▼

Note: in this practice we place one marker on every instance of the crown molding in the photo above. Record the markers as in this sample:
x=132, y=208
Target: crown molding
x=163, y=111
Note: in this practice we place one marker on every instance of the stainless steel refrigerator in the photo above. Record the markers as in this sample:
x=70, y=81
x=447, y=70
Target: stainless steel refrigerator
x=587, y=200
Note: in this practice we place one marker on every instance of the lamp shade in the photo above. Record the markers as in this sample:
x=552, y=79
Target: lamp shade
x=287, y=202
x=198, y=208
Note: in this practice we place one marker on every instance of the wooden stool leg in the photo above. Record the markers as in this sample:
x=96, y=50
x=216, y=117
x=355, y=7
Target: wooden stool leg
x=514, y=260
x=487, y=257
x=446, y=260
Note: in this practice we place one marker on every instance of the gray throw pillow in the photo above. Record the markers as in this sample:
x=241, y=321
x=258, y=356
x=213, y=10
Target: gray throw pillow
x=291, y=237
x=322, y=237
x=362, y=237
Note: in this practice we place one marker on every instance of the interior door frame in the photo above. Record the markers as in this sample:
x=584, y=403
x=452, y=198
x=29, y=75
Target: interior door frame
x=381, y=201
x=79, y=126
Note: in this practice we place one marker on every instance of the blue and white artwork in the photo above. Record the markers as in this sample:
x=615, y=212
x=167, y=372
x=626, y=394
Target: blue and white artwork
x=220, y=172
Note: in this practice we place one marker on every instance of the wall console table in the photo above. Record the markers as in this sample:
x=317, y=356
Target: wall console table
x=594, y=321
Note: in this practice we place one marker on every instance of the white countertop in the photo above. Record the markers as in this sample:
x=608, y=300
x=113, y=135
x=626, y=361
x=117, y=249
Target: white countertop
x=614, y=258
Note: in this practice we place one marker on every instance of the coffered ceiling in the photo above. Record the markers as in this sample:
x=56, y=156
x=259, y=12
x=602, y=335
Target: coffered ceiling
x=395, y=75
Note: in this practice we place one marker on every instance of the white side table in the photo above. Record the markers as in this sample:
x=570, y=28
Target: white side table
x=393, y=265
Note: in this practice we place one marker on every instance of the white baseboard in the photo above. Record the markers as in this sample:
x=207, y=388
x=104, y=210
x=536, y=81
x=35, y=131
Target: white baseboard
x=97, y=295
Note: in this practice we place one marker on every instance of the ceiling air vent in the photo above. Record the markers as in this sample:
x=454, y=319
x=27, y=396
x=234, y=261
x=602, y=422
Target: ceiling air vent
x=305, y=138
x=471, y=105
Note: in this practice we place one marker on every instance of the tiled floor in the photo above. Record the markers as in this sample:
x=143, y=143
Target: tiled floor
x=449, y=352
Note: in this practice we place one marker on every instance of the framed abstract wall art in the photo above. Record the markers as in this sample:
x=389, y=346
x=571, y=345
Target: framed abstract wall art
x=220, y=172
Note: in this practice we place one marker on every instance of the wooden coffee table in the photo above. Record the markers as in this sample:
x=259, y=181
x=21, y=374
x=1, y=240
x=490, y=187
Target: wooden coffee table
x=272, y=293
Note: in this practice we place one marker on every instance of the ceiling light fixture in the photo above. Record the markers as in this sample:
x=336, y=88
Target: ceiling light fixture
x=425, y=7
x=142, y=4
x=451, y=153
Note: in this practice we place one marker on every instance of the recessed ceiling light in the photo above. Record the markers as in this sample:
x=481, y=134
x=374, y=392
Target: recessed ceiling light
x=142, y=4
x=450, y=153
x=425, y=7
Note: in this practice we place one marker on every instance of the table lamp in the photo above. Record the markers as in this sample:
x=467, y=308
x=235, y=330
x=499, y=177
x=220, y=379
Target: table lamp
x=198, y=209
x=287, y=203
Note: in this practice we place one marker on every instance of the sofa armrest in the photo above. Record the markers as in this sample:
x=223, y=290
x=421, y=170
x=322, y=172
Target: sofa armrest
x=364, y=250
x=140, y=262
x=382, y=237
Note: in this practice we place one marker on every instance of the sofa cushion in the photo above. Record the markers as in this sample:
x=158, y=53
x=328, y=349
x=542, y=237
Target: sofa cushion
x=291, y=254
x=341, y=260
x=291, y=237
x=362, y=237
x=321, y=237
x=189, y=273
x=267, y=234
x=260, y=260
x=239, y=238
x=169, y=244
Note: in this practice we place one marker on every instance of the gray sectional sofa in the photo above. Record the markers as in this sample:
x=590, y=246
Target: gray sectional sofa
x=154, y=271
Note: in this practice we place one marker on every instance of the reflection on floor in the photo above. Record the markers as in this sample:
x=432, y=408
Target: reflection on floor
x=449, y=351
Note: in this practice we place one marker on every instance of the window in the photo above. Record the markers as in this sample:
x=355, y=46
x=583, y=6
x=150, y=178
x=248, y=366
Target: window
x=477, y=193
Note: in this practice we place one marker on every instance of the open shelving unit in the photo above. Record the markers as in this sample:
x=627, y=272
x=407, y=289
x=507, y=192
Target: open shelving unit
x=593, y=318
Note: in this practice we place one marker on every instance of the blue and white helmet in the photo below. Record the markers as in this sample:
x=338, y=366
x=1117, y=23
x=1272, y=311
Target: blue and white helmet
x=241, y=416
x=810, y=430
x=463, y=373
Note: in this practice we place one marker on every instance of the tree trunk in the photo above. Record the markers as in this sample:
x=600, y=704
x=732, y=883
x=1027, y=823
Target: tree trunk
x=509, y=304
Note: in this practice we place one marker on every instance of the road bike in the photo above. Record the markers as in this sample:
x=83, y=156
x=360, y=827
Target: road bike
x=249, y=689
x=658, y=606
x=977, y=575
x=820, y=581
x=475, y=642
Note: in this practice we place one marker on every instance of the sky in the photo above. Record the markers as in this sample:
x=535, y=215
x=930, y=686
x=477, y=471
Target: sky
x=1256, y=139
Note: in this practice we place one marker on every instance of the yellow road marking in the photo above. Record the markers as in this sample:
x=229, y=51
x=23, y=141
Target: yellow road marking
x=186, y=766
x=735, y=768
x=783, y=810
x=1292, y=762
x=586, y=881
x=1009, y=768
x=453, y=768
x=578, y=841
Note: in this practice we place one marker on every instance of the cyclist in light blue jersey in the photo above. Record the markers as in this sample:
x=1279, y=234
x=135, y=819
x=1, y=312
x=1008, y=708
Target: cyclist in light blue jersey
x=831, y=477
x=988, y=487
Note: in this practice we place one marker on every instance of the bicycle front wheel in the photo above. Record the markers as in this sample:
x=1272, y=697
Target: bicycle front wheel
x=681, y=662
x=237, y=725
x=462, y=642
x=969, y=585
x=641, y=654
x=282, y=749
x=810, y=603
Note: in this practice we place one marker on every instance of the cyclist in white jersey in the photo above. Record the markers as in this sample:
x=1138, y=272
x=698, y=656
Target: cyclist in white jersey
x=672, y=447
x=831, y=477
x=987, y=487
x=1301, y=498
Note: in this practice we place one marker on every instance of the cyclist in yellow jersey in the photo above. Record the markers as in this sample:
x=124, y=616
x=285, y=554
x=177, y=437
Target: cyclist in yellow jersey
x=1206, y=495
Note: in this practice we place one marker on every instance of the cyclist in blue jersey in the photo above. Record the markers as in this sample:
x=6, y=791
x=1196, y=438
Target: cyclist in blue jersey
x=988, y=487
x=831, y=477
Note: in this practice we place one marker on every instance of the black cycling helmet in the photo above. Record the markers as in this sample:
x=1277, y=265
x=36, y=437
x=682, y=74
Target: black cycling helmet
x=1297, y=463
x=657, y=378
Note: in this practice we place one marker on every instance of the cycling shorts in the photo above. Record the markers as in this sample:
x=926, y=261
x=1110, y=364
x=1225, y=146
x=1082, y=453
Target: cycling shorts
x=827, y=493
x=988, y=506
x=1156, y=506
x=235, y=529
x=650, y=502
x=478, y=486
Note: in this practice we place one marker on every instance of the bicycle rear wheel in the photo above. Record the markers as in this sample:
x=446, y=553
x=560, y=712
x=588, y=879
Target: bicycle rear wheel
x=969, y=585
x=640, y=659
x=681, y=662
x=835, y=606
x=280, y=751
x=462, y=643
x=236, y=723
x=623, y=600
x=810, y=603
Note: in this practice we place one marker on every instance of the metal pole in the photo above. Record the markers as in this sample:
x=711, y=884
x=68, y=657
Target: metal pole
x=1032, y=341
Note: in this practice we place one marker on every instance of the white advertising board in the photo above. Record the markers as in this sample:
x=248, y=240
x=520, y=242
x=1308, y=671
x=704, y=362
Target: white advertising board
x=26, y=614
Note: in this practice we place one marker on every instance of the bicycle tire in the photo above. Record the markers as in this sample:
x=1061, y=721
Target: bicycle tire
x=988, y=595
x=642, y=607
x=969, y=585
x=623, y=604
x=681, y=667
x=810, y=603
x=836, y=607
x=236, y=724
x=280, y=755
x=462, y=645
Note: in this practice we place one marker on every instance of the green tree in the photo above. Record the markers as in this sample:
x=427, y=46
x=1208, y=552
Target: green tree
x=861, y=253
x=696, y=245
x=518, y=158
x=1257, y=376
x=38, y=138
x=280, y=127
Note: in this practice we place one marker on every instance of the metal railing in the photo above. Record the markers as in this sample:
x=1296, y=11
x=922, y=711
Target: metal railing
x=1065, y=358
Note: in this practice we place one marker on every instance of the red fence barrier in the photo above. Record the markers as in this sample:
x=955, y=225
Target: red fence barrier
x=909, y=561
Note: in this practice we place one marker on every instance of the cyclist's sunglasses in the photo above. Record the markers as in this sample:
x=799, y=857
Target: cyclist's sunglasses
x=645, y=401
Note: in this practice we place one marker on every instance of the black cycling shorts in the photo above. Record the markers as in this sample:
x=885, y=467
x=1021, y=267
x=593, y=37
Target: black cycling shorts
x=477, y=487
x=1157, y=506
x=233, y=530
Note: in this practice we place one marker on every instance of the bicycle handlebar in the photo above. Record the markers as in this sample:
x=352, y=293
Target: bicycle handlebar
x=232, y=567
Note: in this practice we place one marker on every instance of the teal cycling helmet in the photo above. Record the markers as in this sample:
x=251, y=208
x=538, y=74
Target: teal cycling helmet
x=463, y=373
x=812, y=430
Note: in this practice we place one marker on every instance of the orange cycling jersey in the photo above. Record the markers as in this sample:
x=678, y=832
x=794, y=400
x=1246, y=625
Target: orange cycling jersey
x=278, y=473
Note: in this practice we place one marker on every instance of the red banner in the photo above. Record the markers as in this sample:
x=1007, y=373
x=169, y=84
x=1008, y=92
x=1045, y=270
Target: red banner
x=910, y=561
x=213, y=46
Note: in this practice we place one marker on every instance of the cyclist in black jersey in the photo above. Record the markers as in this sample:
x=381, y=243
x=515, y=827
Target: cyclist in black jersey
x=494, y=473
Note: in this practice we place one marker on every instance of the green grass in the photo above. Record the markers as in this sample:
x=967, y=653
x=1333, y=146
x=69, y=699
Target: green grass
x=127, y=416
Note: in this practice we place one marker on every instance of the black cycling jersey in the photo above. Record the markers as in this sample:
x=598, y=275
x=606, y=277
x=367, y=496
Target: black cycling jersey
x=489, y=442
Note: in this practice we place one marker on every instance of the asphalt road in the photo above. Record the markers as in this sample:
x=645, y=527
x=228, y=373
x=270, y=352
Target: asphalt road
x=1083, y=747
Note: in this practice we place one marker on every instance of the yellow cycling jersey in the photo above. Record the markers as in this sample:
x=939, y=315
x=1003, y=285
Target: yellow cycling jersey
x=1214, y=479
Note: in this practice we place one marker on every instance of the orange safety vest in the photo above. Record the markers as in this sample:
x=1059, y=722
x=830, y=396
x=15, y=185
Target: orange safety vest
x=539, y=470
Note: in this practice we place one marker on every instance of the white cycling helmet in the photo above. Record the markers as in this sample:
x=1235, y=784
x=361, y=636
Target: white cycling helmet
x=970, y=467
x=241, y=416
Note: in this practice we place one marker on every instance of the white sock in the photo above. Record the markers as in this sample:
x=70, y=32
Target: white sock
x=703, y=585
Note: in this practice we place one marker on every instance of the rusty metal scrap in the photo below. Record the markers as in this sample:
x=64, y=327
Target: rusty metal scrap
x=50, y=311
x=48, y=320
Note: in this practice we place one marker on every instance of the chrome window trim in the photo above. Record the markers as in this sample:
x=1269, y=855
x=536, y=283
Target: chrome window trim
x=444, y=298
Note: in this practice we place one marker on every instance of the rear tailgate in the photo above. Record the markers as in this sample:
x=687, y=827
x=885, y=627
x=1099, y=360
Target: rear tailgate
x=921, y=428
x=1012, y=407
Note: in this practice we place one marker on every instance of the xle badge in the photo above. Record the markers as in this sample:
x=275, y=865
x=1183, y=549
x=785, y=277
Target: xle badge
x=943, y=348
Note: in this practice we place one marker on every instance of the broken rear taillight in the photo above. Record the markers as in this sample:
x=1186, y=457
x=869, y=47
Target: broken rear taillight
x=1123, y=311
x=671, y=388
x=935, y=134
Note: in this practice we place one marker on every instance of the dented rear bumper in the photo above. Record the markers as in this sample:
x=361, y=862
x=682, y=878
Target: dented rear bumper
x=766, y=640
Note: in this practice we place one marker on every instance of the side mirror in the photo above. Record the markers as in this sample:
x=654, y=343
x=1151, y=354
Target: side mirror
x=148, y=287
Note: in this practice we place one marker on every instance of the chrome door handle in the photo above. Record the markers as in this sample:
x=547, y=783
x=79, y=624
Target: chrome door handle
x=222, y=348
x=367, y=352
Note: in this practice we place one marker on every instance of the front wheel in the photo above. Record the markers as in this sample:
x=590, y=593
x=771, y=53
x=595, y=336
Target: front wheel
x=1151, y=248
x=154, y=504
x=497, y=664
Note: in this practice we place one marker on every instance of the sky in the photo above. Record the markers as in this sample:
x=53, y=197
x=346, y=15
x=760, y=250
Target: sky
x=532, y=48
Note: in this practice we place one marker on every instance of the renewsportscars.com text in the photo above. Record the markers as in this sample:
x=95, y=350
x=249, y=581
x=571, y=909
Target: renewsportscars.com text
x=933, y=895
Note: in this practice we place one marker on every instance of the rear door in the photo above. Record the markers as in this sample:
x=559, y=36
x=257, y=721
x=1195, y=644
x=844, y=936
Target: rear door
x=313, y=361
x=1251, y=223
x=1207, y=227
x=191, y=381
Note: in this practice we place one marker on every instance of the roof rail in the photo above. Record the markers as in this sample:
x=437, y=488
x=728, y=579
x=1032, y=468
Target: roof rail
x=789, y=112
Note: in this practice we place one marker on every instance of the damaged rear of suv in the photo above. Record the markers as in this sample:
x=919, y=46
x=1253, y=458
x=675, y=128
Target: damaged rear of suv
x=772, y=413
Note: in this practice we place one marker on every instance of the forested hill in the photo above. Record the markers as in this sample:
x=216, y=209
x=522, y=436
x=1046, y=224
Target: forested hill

▲

**STATED PROBLEM**.
Turn the entries from the very first line through the line containing "x=79, y=126", both included, into a numbered list, leaving out any blank lines.

**EXERCISE RESULT**.
1. Note: in this practice we place one marker on every instance of the crown molding in the photo above. Record the markers as in this sample:
2. x=132, y=208
3. Target: crown molding
4. x=163, y=111
5. Note: in this practice we place one marker on every instance of the stainless steel refrigerator in the photo above. Record the markers as in this sample:
6. x=70, y=81
7. x=447, y=70
8. Target: stainless steel refrigerator
9. x=587, y=200
10. Note: in this practice we place one marker on every instance of the lamp shade in the photo above. Record the markers as in this sample:
11. x=552, y=79
12. Target: lamp shade
13. x=287, y=202
14. x=198, y=208
15. Note: in this practice we place one marker on every instance of the wooden stool leg in the photo above. Record the markers as in this sample:
16. x=96, y=50
17. x=216, y=117
18. x=355, y=7
19. Target: wooden stool leg
20. x=514, y=260
21. x=487, y=257
22. x=446, y=260
23. Note: in this practice we place one marker on every instance of the gray throw pillow in the photo above. Record the markers as in this sample:
24. x=241, y=321
25. x=258, y=356
26. x=213, y=10
27. Target: gray throw pillow
28. x=291, y=237
29. x=322, y=237
30. x=362, y=237
31. Note: in this practice we place one marker on every instance of the interior door frame in the photo above. Record the markers as in this sample:
32. x=584, y=403
33. x=452, y=198
34. x=29, y=75
35. Target: interior door frame
36. x=381, y=201
37. x=79, y=126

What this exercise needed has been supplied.